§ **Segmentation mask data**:
------------------------------

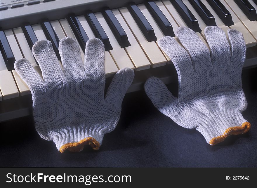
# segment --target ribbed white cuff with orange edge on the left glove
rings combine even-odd
[[[100,133],[92,133],[94,131],[62,130],[53,137],[53,142],[57,149],[63,153],[66,149],[72,152],[80,152],[85,145],[90,145],[93,149],[99,149],[103,140]]]

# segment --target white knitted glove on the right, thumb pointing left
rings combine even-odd
[[[145,92],[154,106],[185,128],[196,128],[210,145],[229,135],[246,133],[250,128],[241,112],[247,102],[241,73],[246,46],[242,33],[230,29],[228,36],[219,27],[204,30],[209,49],[194,31],[176,31],[181,47],[172,37],[158,41],[178,73],[178,98],[158,78],[145,83]],[[231,45],[231,50],[230,50]]]

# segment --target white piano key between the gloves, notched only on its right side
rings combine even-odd
[[[162,54],[162,51],[160,50],[160,48],[157,46],[157,44],[154,41],[152,42],[147,41],[144,34],[142,33],[142,31],[136,24],[135,20],[133,19],[129,10],[126,7],[123,7],[123,8],[119,8],[119,11],[121,12],[121,15],[123,16],[124,20],[129,26],[134,37],[137,39],[143,51],[147,55],[147,58],[150,60],[152,64],[151,66],[155,68],[155,67],[166,65],[167,60]]]

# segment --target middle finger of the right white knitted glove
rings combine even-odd
[[[209,49],[192,29],[179,27],[176,30],[176,36],[190,54],[195,71],[212,67]]]

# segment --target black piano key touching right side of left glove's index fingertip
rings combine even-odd
[[[103,44],[105,45],[105,51],[112,50],[112,45],[110,43],[110,40],[105,33],[103,27],[95,17],[94,13],[88,13],[86,14],[86,18],[88,20],[88,24],[90,25],[91,29],[93,30],[95,36],[103,41]]]

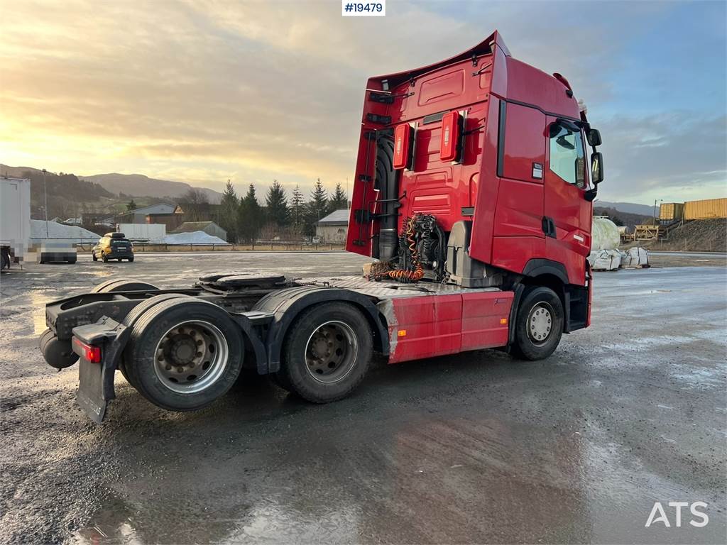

------------------------------

§ **Brief**: Go through the data above and count the lines that hold "target". Respond with the number and no other words.

§ **Solution to the problem**: 5